• Text section:
* * * * *
Tuesday, November 19, 2013

PBS FRONTLINE (OFFICIAL LINE): LEE HARVEY OSWALD, 2013

Some Reflections about the program--------Hugh Murray
            There are some obvious questions that rise after viewing the PBS Frontline special on Oswald.  For example, Oswald was arrested in downtown New Orleans in 1963 when several anti-Castroites surrounded him as he distributed his pro-Castro Fair Play for Cuba Committee leaflets.  The program interviewed several NOPD officers who handled Oswald.  They wondered why he simply did not pay the $25 and leave.  Instead, he wanted to be finger-printed and booked.  What the program did not show, is that he also requested to be interviewed by the FBI.  That occurred.  Yet, there is no record in the files of what he said.
            Frontline interviewed Dallas FBI Agent Hosty a number of times on the program.  Yet, no one asked Hosty about the time in November 1963 when Oswald visited and left a note at the Dallas FBI office.  After Oswald’s arrest on November 22, J. Edgar Hoover ordered that all such records be destroyed, and Agent Hosty dutifly flushed Oswald’s note down the toilet.
            Another authority interviewed by Frontline was staunch supporter of the Warren Commission’s basic thesis, Gerald Posner, author of Case Closed.  In that book, Posner showed that because of the different dates of activities, David Ferrie could not have been active in the Civil Air Patrol when Oswald was active.  With the photograph showing Oswald and Ferrie, and testimony of former members, it is clear that Posner can be wrong on some things.  Missing were questions about Ferrie as a powerful influence on some youngsters.  The isolation of the young Oswald in New York (discussed by social workers), may have ceased once the teen joined the CAP in NO.  I knew someone who believed his whole life had been turned around for the better because of Ferrie.  Ferrie was gay, but my friend was quite straight.  Still, Ferrie helped to mold him so he would become a success, and today there is a building named after my old friend.  Might Ferrie’s patriotism have inspired the young Oswald to quit Warren Easton High to join the Marines.
            When Oswald left for the USSR, others have noted he was allegedly going to a university in Europe, he flew to Finland on a plane when there were no commercial flights, and so on.  Yet, the CIA asserts he was not an agent.  Of course, some of the files still under wraps are those of the CIA re Oswald.
* * * * *
Dataset excerpts:
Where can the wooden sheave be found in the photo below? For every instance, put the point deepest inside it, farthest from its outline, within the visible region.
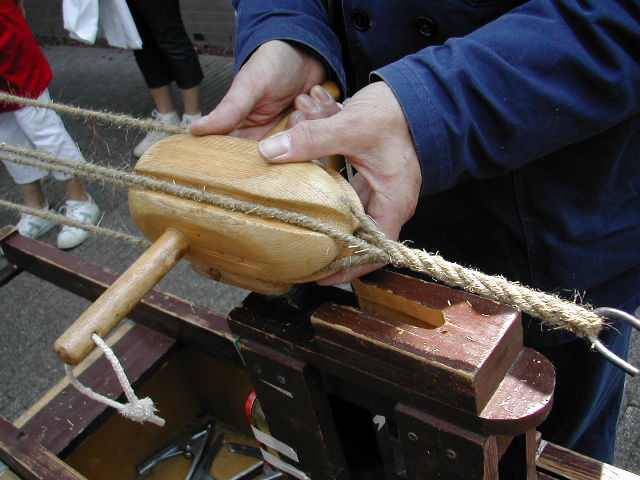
(264, 255)
(260, 254)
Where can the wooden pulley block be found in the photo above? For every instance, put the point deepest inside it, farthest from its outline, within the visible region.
(260, 254)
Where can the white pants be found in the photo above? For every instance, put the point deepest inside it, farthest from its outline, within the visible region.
(36, 128)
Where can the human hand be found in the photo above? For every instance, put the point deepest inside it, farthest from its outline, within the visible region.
(372, 133)
(261, 91)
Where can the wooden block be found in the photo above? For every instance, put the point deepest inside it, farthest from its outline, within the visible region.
(436, 449)
(234, 242)
(461, 362)
(559, 462)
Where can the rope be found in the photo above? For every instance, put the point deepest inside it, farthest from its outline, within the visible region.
(62, 220)
(114, 118)
(371, 245)
(136, 409)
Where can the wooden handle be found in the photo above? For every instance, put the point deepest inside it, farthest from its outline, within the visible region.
(118, 300)
(329, 86)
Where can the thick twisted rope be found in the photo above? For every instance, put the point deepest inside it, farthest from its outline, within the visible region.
(371, 244)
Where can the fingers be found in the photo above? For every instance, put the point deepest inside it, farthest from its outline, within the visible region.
(232, 109)
(306, 141)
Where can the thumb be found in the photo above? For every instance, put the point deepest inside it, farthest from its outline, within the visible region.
(305, 141)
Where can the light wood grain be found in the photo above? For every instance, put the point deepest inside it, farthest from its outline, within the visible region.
(237, 243)
(114, 304)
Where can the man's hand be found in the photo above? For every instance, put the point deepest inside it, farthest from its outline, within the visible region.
(265, 86)
(372, 133)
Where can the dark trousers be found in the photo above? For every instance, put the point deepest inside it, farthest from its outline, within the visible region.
(588, 395)
(167, 54)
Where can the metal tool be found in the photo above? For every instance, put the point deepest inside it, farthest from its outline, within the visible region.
(624, 317)
(261, 466)
(192, 445)
(201, 469)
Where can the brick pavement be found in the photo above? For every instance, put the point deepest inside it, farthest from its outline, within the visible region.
(33, 313)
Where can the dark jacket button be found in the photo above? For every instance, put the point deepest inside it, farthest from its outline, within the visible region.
(427, 27)
(361, 20)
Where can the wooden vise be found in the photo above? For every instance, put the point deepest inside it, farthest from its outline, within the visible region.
(437, 380)
(352, 387)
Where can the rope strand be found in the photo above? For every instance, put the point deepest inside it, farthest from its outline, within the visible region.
(113, 118)
(371, 244)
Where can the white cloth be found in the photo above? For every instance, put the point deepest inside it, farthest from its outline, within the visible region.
(82, 18)
(37, 128)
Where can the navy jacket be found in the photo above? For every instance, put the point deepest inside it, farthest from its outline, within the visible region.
(525, 117)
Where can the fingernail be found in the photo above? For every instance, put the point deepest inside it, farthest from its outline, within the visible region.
(198, 122)
(275, 146)
(307, 103)
(320, 94)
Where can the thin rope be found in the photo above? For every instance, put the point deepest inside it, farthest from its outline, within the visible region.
(113, 118)
(62, 220)
(127, 179)
(136, 409)
(371, 244)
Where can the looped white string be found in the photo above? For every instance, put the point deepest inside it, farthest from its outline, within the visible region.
(138, 410)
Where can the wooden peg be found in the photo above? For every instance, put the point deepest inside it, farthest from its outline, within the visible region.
(118, 300)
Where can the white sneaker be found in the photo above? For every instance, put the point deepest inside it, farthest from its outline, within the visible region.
(154, 136)
(189, 119)
(87, 212)
(32, 226)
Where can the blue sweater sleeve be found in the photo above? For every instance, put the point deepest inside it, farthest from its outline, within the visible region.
(545, 75)
(303, 22)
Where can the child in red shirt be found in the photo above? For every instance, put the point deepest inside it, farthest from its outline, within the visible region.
(24, 71)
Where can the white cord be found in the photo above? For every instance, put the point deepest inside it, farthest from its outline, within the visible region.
(138, 410)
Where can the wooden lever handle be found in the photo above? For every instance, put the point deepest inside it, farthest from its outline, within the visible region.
(331, 87)
(118, 300)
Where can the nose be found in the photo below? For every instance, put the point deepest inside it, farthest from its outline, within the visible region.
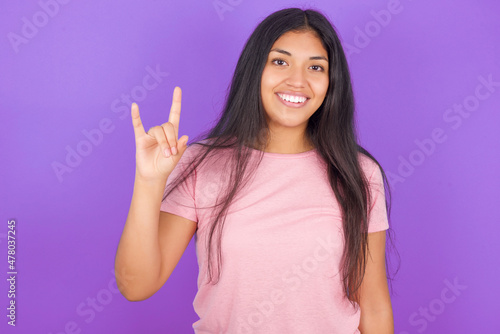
* * * * *
• Requirement A: List every geographic place named in the Oswald commentary, giving each one once.
• Requirement B: Rewrite the Oswald commentary from "PBS FRONTLINE (OFFICIAL" to "what he said.", changing "leaflets" to "flyers".

• Written reply A: New Orleans, Dallas, New York, USSR, Europe, Finland

• Written reply B:
PBS FRONTLINE (OFFICIAL LINE): LEE HARVEY OSWALD, 2013

Some Reflections about the program--------Hugh Murray
            There are some obvious questions that rise after viewing the PBS Frontline special on Oswald.  For example, Oswald was arrested in downtown New Orleans in 1963 when several anti-Castroites surrounded him as he distributed his pro-Castro Fair Play for Cuba Committee flyers.  The program interviewed several NOPD officers who handled Oswald.  They wondered why he simply did not pay the $25 and leave.  Instead, he wanted to be finger-printed and booked.  What the program did not show, is that he also requested to be interviewed by the FBI.  That occurred.  Yet, there is no record in the files of what he said.